** START Data for this exercise **

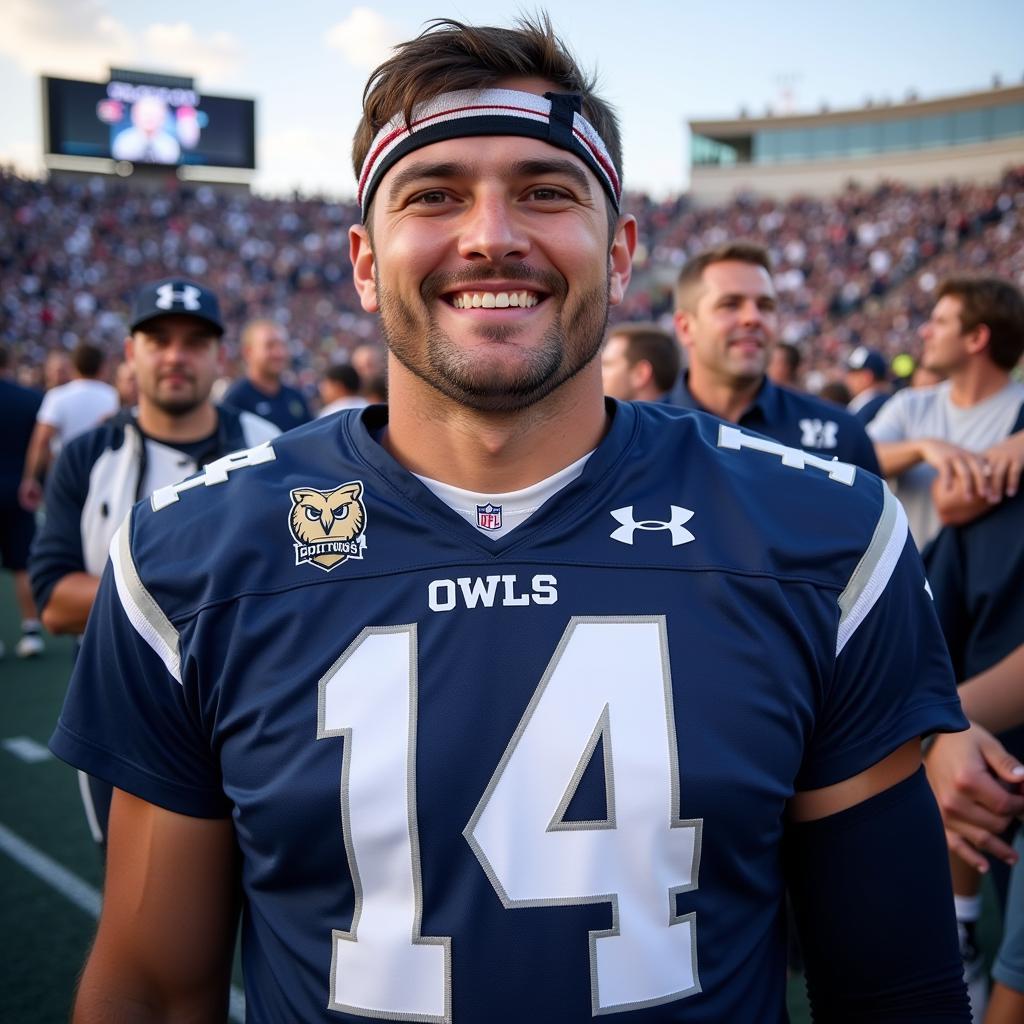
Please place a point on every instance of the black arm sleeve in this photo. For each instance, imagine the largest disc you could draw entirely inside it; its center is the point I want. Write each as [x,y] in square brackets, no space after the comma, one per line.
[872,897]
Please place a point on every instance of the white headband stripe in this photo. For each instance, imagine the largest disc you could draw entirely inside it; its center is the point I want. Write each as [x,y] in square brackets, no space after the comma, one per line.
[505,109]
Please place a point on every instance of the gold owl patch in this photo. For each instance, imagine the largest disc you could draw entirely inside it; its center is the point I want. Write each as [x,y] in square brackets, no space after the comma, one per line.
[328,526]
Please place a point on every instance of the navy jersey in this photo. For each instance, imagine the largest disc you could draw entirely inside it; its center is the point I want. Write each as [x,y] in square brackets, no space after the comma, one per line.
[285,410]
[532,779]
[800,421]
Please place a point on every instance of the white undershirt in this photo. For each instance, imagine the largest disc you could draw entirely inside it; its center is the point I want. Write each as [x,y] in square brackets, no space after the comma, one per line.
[515,506]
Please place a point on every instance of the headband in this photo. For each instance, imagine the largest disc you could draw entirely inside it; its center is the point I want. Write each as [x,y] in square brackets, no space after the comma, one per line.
[553,118]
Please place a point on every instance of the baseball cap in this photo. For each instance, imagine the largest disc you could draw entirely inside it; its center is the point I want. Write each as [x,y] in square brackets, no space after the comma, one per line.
[175,295]
[868,358]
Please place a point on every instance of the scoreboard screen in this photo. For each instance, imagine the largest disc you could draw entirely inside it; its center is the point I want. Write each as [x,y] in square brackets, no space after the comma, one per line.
[148,124]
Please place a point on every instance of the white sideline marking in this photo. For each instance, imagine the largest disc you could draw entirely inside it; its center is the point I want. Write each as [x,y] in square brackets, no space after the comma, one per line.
[27,750]
[79,892]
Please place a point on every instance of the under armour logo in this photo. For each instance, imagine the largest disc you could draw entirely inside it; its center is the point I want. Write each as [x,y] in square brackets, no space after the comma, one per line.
[624,534]
[819,434]
[168,297]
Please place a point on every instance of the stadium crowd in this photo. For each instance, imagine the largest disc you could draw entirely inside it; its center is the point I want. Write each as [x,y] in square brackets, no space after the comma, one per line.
[859,268]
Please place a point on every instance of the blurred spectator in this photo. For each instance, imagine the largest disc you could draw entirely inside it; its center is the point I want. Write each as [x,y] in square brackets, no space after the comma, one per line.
[125,384]
[174,349]
[865,378]
[783,365]
[340,389]
[727,320]
[639,363]
[17,525]
[67,411]
[265,351]
[836,392]
[975,336]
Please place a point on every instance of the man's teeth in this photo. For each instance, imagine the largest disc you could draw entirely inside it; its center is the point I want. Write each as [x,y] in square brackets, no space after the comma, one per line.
[494,300]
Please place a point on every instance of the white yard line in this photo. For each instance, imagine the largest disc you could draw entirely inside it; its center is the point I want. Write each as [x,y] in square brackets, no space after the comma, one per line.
[78,892]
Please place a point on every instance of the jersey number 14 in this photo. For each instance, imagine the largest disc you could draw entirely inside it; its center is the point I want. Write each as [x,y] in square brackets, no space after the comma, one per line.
[607,682]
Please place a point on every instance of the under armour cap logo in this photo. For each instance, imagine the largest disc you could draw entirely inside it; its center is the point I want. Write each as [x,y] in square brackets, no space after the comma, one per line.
[624,534]
[187,297]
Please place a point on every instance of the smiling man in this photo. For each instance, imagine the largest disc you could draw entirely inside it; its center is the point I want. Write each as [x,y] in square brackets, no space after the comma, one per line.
[512,704]
[727,321]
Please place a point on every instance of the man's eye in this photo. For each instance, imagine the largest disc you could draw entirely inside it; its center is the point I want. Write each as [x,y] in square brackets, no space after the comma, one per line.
[433,198]
[547,194]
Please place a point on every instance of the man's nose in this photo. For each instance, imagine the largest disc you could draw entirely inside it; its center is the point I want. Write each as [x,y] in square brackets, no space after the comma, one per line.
[493,231]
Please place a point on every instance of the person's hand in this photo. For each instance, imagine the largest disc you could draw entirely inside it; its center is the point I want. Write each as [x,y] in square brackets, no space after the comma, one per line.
[30,494]
[977,784]
[1005,463]
[958,468]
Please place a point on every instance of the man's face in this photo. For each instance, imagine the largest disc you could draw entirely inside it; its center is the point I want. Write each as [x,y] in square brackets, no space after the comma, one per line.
[616,371]
[176,359]
[733,324]
[266,350]
[489,264]
[944,343]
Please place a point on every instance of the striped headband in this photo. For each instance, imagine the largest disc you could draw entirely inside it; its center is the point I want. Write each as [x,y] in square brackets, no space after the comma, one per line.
[553,118]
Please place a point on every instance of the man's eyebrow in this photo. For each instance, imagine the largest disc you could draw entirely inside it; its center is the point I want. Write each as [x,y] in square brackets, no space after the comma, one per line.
[520,169]
[425,169]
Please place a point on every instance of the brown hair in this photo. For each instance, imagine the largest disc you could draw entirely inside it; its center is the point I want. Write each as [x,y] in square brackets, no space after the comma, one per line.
[450,55]
[737,251]
[999,306]
[649,342]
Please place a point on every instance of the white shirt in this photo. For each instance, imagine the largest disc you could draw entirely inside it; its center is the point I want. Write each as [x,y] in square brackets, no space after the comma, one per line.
[76,407]
[498,514]
[929,412]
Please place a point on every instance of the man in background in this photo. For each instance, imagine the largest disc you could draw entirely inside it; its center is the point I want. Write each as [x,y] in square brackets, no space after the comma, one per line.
[639,363]
[17,525]
[174,350]
[866,375]
[975,336]
[67,411]
[262,390]
[340,389]
[727,320]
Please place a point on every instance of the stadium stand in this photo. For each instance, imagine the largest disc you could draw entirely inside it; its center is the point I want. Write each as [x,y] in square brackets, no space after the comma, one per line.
[857,268]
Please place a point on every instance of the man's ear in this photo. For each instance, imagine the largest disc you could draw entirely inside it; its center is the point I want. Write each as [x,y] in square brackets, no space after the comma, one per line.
[360,252]
[621,258]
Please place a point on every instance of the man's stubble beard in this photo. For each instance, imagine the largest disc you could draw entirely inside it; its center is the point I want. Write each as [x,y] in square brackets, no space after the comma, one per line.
[485,388]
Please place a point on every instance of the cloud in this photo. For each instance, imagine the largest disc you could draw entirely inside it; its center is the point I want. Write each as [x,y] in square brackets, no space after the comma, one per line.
[81,38]
[365,38]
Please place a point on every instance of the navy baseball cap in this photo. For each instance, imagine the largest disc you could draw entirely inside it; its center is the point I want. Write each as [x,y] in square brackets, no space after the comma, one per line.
[868,358]
[175,295]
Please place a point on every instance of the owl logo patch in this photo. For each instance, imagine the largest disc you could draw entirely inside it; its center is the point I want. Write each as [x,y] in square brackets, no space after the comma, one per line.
[328,526]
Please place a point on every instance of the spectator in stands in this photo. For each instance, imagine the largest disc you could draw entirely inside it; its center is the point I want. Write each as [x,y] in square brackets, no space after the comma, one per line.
[727,320]
[262,390]
[639,363]
[174,349]
[866,374]
[125,384]
[975,336]
[17,525]
[57,369]
[340,389]
[783,365]
[976,571]
[67,411]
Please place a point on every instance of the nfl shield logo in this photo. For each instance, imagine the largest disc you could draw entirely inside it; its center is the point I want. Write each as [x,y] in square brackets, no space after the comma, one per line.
[488,516]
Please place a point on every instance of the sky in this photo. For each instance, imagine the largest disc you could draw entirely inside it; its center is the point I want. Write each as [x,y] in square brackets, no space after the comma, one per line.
[658,61]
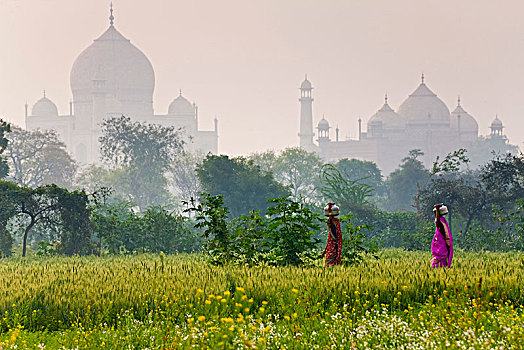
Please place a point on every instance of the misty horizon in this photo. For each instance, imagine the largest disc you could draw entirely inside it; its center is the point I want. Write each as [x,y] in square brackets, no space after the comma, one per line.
[243,63]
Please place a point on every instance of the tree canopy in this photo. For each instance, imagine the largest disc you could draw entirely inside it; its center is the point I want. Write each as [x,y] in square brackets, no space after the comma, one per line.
[242,184]
[39,158]
[142,152]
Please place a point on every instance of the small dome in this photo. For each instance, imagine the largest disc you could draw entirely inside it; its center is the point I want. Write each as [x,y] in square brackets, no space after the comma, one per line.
[467,121]
[422,105]
[45,108]
[323,124]
[306,85]
[181,105]
[386,118]
[496,122]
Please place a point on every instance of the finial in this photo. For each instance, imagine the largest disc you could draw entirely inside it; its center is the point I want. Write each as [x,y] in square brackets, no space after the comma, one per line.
[111,17]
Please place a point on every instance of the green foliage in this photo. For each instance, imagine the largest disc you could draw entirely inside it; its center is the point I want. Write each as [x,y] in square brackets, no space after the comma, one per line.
[365,172]
[451,163]
[211,216]
[403,183]
[155,301]
[154,230]
[241,183]
[249,243]
[4,129]
[38,158]
[298,170]
[51,207]
[338,187]
[356,244]
[291,230]
[141,152]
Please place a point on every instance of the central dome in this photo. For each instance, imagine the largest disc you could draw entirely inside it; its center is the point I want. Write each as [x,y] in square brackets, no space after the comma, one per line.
[126,72]
[181,106]
[423,106]
[45,108]
[386,118]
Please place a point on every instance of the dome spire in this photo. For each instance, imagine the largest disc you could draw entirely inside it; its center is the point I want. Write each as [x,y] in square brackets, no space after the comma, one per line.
[111,17]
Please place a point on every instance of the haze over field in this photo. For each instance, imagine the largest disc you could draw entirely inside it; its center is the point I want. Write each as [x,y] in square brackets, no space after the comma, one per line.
[243,61]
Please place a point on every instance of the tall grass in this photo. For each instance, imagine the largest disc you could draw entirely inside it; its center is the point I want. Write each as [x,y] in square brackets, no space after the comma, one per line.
[54,293]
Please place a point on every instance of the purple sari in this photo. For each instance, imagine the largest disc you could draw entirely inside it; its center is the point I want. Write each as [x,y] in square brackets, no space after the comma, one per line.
[442,254]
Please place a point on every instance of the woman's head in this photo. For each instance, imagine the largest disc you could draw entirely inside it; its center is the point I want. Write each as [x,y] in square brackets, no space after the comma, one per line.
[440,210]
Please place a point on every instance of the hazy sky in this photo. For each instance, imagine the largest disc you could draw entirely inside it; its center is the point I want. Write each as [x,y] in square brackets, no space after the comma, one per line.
[243,60]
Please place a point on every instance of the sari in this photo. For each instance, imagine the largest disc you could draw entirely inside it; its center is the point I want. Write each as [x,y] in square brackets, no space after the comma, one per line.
[442,253]
[334,244]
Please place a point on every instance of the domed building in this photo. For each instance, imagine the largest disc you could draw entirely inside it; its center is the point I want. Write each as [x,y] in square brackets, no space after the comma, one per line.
[422,121]
[110,78]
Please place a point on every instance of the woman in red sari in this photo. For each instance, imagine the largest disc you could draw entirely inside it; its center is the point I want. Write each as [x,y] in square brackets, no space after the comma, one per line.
[442,244]
[333,250]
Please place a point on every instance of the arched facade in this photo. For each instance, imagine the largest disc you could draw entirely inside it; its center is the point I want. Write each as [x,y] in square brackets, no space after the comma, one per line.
[110,78]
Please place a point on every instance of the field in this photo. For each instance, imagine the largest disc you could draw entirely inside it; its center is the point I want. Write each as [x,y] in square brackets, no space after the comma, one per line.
[172,302]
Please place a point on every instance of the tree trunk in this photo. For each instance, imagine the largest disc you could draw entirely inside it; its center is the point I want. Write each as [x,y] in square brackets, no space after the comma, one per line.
[26,232]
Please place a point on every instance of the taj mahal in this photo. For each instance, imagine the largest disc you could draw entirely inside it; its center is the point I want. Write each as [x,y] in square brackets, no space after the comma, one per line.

** END Data for this exercise **

Directive
Take the line that contains "Please place a point on every instance of the arched" and each line after it down to the last of the records, and retype them exactly; add nothing else.

Answer to the problem
Please place a point on every instance of the arched facade in this photo. For each instance, imagine the largest disc you could draw entirely inside it; its center is the point I want. Write each as [x,y] in square brackets, no space after the comma, one per line.
[110,78]
Please place a point on every instance of the field in this photo. For each instance, imagine the largest disc you could draw entirely inside it; its center is the point I want. Write each as [x,y] in square brackets, no space after the comma, one per line.
[172,302]
Please place a point on every instance of the tree trunk in this photo. For each instance, imagine the largest disc you could draw entirely inside it; its center is the point I want. Write each as [x,y] in square brackets, no space after the comma, one per line.
[26,232]
Please place a point on every instance of the taj mahal in this photo. For each instance, imagine the largest disc you could draw entirely inside it; its center is the point I want. Write each as [x,y] in square brackets, no space after the comma, one per line.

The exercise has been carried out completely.